*Problem to solve*. Quote only the lines from the one containing "Mark one point on every instance of the stainless" through the final line, both included, and omit the pictures.

[Point annotations for photos]
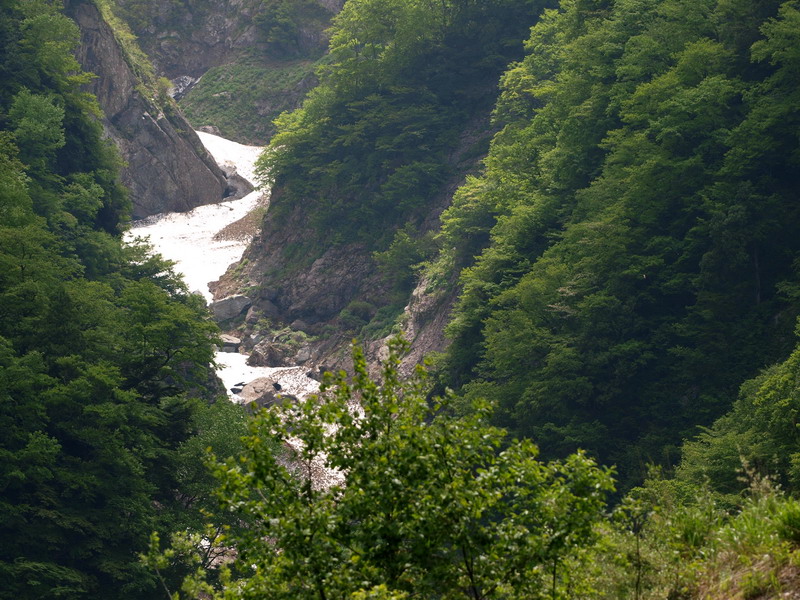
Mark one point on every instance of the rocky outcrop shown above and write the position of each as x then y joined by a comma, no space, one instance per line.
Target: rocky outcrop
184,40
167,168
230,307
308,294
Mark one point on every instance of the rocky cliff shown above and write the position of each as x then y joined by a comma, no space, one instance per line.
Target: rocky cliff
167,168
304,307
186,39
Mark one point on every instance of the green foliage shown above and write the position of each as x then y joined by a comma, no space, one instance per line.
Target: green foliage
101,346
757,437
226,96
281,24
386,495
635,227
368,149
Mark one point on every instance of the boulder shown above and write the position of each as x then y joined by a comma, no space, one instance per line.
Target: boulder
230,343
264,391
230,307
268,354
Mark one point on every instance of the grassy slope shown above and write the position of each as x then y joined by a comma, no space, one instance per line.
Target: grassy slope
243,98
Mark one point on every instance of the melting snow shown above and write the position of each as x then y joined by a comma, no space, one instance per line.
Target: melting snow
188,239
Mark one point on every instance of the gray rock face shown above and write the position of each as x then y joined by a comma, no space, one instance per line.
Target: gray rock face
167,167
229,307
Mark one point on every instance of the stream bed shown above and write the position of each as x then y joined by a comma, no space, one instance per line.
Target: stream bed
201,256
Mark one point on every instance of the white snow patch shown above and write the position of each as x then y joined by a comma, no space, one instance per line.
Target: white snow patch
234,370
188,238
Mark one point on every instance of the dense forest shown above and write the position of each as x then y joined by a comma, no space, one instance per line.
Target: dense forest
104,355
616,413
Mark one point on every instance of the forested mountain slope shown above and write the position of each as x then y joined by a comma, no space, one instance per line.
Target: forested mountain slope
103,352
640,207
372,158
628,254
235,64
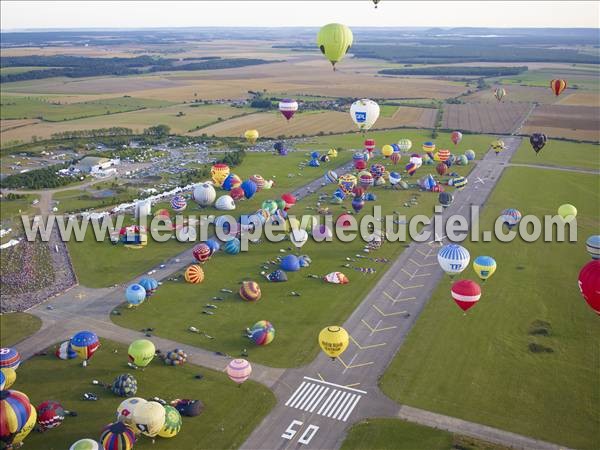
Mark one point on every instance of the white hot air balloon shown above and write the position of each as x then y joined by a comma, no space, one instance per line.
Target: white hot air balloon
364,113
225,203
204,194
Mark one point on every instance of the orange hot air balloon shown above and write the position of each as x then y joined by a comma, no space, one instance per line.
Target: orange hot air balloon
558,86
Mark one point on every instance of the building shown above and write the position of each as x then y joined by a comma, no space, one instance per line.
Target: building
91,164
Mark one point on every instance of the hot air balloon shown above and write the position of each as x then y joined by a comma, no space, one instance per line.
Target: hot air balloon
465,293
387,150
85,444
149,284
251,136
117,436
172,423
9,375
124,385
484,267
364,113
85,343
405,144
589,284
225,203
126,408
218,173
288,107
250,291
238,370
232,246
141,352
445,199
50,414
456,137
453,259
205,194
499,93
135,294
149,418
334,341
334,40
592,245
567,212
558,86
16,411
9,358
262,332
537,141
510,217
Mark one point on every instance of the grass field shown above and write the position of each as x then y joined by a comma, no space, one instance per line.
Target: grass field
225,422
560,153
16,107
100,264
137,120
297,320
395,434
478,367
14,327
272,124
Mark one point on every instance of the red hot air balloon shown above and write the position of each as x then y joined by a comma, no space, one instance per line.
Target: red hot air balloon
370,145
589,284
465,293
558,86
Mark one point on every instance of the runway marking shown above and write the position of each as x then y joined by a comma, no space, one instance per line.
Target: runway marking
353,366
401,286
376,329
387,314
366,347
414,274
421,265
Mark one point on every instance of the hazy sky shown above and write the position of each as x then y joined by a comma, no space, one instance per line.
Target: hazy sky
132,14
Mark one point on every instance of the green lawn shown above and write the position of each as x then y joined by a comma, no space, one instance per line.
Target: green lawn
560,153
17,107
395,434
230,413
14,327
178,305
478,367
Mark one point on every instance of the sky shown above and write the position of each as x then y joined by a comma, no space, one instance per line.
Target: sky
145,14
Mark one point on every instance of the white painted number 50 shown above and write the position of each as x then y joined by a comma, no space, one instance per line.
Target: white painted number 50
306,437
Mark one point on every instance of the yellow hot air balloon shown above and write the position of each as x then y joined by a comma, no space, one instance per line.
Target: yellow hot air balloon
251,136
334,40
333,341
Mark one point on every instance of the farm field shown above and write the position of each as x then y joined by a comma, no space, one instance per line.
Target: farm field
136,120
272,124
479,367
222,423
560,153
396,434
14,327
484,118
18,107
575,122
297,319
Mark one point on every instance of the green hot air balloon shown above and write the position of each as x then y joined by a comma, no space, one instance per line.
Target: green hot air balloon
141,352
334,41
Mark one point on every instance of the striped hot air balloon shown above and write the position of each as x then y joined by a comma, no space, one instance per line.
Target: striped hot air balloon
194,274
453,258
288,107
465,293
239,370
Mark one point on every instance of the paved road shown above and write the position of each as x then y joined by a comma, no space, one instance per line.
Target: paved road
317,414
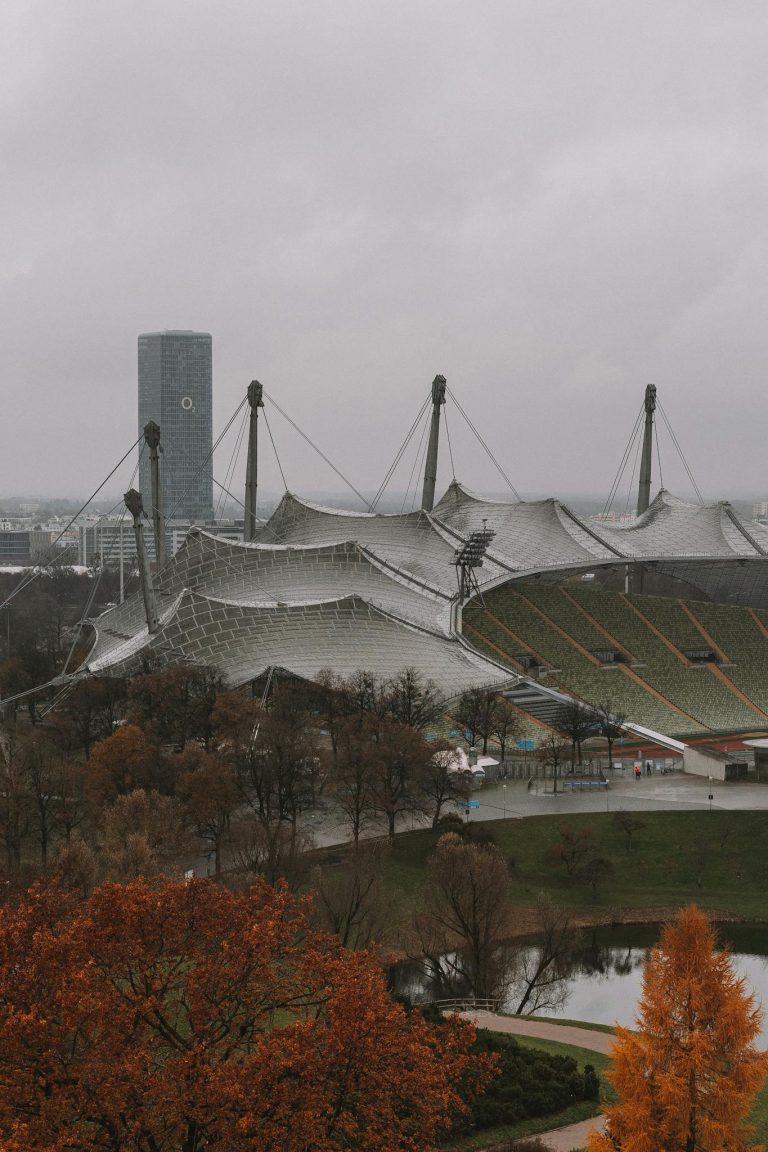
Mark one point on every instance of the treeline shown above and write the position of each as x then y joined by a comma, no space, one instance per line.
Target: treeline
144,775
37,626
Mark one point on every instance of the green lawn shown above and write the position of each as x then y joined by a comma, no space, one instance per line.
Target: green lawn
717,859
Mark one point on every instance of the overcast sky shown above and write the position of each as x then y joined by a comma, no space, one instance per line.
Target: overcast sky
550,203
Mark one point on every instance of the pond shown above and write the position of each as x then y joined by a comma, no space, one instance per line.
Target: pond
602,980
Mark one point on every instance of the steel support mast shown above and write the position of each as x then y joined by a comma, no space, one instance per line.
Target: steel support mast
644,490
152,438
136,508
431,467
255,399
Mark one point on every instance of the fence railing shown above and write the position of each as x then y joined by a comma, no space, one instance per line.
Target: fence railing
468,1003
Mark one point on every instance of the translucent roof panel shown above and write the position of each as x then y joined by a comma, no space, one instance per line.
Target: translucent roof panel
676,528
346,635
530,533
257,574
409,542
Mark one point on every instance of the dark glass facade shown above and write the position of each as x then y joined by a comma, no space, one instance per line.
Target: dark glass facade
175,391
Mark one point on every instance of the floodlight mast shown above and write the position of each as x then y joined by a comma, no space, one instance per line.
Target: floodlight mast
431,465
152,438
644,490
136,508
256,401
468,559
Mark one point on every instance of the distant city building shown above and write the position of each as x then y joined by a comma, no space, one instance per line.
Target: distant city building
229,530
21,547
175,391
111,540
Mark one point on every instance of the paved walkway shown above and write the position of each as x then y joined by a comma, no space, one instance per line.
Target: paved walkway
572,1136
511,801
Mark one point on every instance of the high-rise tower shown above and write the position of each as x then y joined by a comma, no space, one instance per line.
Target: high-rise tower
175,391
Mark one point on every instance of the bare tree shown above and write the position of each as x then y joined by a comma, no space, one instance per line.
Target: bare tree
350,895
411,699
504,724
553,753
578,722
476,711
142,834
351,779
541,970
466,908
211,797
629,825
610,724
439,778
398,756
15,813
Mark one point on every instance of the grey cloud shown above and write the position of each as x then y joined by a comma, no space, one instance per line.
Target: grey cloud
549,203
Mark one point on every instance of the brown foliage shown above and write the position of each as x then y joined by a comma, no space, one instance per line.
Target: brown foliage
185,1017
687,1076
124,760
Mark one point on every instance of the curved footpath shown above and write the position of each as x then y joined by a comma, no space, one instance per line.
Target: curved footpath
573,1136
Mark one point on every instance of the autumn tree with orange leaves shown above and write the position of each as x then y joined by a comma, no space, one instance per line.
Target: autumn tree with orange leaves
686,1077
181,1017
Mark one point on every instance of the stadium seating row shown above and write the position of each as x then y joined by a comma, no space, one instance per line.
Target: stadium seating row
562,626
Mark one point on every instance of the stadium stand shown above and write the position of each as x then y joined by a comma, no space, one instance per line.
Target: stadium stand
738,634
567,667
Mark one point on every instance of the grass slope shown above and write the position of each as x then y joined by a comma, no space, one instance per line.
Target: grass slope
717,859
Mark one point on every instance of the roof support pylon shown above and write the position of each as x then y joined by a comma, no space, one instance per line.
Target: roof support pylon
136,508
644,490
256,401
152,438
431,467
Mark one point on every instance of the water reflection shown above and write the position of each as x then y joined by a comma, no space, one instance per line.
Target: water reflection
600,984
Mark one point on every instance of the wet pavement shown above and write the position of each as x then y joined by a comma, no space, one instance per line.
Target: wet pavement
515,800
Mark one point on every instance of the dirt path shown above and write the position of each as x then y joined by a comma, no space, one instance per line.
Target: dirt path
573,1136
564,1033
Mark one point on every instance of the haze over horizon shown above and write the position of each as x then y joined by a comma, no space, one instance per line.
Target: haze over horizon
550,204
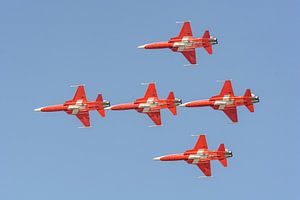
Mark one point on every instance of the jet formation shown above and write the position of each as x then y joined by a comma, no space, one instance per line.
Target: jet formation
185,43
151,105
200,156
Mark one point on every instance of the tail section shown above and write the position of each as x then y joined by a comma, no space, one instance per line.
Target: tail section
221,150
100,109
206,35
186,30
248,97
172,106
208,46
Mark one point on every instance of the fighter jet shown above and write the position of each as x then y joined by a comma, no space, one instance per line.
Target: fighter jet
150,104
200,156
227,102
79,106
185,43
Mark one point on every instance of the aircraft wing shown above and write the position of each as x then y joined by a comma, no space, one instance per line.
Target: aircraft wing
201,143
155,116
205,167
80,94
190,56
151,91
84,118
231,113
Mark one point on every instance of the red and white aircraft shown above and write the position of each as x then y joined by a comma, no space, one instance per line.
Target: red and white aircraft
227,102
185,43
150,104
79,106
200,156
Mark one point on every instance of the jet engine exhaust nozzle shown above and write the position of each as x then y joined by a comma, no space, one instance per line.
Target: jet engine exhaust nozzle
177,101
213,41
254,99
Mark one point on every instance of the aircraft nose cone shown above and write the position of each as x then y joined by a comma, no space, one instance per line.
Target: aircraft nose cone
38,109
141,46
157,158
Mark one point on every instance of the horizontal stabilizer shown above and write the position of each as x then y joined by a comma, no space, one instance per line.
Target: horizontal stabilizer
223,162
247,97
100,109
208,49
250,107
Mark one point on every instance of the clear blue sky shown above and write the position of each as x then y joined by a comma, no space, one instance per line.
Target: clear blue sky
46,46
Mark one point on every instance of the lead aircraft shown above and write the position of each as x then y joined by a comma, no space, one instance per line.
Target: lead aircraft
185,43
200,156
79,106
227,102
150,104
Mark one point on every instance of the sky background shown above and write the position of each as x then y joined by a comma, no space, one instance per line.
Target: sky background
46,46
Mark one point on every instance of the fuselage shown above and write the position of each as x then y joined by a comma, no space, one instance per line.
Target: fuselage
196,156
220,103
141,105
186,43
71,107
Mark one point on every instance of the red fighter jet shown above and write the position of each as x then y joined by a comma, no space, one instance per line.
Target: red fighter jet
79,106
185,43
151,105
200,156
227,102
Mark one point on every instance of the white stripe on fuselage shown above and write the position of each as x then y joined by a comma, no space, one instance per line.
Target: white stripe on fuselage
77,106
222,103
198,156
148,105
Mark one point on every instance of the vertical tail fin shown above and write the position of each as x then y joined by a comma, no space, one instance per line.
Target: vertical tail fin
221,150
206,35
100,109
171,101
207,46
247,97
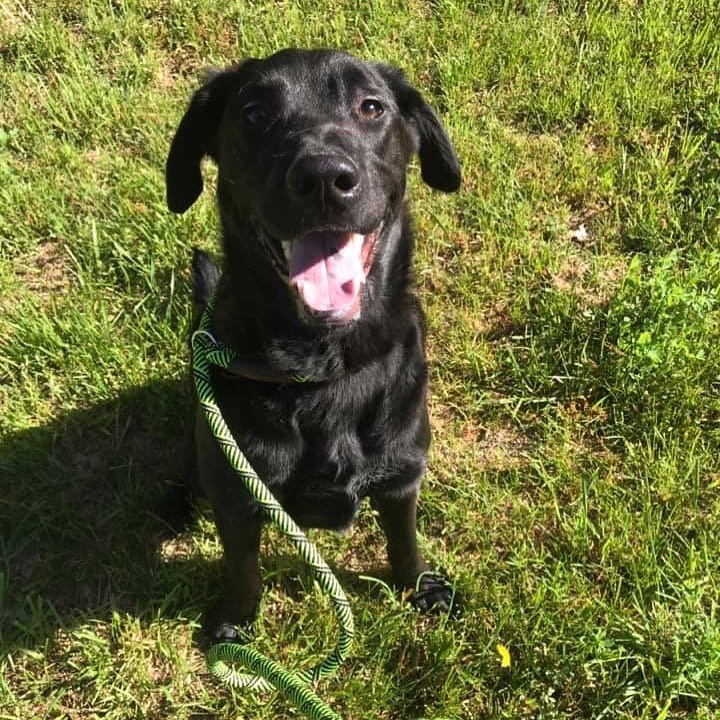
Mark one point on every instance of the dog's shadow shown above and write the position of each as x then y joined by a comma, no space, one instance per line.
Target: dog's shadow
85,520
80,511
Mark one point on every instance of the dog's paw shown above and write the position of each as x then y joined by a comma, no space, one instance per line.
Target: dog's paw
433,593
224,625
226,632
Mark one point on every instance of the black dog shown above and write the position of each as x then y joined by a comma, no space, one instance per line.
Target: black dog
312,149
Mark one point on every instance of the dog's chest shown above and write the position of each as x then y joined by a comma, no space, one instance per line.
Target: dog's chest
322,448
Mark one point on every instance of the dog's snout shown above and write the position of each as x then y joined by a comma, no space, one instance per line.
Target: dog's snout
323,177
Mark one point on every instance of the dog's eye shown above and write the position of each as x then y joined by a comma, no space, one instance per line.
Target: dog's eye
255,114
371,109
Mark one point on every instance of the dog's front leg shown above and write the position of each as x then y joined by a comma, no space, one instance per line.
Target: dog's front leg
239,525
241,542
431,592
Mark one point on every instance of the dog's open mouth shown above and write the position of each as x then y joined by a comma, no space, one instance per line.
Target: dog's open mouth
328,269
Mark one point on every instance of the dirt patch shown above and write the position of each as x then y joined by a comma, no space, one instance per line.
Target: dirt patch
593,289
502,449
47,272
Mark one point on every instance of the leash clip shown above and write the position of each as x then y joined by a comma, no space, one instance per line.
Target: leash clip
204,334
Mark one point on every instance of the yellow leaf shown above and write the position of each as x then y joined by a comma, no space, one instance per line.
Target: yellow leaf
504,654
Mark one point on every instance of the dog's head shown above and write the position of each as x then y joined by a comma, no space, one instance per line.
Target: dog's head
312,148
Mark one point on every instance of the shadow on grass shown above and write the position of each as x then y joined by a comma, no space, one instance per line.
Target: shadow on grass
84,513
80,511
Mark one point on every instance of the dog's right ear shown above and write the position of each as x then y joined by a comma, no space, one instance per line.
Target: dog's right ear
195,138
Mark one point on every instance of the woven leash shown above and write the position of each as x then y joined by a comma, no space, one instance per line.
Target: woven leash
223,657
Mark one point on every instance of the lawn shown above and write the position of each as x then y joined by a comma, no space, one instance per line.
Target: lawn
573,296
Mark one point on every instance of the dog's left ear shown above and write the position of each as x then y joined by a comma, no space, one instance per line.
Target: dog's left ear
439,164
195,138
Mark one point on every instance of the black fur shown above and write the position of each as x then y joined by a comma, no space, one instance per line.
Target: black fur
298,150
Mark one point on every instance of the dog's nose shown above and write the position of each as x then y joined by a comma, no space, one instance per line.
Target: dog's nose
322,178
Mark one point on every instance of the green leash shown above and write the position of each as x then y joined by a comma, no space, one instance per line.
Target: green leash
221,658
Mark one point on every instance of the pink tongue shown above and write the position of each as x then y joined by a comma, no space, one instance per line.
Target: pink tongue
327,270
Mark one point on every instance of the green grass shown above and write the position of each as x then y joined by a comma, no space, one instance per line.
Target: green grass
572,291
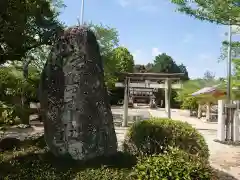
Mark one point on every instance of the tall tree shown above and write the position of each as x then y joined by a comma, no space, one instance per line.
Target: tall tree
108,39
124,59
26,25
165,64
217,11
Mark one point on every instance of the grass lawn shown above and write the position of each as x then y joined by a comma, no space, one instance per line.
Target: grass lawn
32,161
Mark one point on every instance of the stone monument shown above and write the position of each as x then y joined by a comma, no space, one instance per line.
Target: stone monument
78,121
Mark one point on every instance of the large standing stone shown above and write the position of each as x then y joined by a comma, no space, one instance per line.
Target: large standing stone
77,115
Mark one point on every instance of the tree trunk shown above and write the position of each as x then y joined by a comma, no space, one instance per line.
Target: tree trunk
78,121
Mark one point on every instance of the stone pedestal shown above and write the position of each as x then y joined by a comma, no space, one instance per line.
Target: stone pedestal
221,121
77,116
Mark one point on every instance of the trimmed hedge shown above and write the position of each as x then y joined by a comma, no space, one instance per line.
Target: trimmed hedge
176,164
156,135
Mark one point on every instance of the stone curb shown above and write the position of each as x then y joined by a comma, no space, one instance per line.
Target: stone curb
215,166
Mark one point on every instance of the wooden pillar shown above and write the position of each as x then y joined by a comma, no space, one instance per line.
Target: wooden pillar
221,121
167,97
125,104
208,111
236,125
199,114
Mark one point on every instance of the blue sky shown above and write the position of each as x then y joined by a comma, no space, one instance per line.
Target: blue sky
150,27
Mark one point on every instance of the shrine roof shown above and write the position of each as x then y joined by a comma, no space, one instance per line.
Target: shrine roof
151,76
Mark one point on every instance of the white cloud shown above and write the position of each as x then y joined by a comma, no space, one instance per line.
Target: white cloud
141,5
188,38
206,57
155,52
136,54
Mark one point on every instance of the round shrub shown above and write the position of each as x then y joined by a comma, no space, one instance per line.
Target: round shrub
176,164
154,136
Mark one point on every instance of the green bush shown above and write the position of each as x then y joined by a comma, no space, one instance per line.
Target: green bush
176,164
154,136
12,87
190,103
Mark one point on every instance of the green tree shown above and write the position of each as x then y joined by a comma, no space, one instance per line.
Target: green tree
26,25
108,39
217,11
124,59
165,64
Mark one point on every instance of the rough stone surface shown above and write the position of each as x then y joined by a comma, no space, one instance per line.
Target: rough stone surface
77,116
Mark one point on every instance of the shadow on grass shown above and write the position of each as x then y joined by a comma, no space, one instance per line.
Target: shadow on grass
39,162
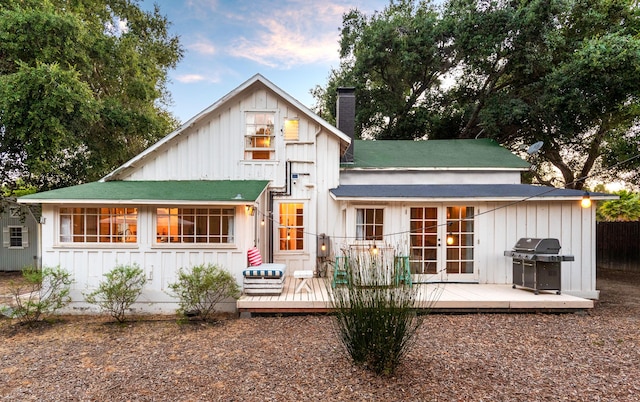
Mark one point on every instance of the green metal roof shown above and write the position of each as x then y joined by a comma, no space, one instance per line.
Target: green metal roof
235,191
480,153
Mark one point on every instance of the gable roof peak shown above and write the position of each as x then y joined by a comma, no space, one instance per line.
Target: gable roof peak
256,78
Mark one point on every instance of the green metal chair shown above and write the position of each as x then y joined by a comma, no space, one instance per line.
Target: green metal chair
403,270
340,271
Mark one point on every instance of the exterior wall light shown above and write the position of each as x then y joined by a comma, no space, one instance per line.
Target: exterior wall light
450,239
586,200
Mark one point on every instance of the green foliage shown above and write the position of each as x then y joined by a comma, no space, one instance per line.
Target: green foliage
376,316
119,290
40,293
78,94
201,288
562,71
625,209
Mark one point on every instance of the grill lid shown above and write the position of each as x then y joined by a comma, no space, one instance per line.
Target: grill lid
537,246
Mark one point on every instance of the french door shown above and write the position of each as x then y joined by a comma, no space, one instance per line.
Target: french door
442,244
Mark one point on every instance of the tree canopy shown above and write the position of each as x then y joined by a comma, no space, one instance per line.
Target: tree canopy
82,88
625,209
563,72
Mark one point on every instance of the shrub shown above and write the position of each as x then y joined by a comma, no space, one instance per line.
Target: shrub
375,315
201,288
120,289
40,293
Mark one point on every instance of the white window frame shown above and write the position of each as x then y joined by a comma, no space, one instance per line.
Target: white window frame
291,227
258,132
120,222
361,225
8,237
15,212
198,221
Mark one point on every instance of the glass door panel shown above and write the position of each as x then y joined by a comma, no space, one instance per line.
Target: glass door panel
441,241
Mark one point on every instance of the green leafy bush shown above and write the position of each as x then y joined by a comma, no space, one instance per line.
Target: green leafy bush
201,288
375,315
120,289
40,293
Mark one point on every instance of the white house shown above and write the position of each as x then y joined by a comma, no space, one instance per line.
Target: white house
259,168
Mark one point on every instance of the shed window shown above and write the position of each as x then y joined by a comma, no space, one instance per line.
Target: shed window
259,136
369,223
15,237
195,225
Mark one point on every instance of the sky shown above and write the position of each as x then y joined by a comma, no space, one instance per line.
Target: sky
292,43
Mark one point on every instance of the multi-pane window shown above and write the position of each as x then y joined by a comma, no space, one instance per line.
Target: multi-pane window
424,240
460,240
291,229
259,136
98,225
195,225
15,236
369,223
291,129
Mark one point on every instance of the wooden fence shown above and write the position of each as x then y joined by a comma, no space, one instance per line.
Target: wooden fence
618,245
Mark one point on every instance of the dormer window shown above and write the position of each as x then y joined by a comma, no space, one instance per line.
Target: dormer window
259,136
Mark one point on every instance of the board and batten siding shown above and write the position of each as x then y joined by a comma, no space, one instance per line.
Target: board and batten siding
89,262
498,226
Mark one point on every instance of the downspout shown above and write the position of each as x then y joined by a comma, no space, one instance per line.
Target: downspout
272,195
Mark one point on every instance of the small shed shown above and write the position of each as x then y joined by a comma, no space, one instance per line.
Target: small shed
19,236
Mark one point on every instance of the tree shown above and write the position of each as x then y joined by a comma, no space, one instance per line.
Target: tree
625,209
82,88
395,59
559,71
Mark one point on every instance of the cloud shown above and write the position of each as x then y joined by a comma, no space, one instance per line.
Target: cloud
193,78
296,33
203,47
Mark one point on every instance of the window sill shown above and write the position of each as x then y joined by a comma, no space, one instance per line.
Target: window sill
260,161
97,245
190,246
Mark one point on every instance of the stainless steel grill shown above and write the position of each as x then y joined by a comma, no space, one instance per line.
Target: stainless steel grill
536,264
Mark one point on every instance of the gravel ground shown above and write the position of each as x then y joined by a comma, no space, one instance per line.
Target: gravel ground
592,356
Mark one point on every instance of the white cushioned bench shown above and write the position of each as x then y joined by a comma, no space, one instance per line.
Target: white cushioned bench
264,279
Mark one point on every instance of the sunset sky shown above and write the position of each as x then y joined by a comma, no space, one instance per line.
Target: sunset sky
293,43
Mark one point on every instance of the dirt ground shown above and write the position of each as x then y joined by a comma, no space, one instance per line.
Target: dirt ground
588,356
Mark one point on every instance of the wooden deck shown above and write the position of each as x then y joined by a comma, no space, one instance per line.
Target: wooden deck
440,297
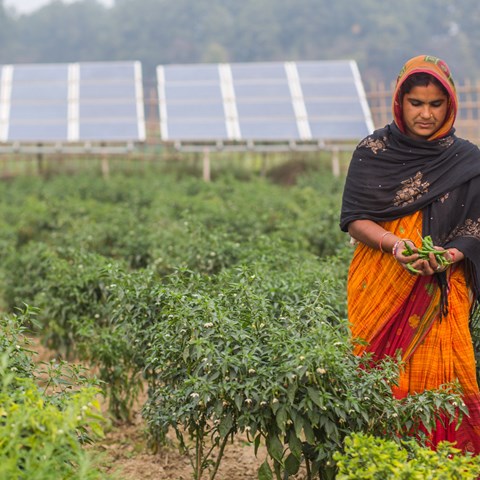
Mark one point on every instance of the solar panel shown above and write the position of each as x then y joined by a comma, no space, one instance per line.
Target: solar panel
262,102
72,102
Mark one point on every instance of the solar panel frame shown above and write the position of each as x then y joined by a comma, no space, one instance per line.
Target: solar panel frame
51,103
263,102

*Task response*.
Mark one point on every instance of the stainless steel grill shown above and write the position of each as x then y joined by a comma, no space, one instance per line.
Target: stainless steel grill
536,264
Mark one point on every instance of the gravel ground shown above and write the position of each as x then y joined by a comma, no space, one instance per line.
Target: gravel ground
592,356
Mark one point on every instance of the white cushioned bench shown above and write the position of each as x then y joined by a comma, no space, one instance per line.
Target: white cushioned bench
264,279
Mark one point on every instance of the sunset sky shown above and write the position of each as x then y joined by a comma, no space, one instance per line.
Target: sunset sky
293,43
Mark one point on every instance of the dirt ground shown above and write the position of each as x then y joined by a comma, no space, one instance per line.
Target: dirt ground
588,356
Mark one point on every instance of the wooden deck shown above and write the position of each as x then y joined by a comma, no space, one instance per line.
Target: wooden deck
440,297
Mark one point on every instance of the solar panel shown above and write the position of each as x then y joined by a comma, no space, one instance per line.
Target: solar panel
262,102
72,102
Mark one point on every instance of the solar panel frame shown above and write the position of each as x then y joined by a comma, no space, one instance per line.
Target: solar panel frame
51,103
263,102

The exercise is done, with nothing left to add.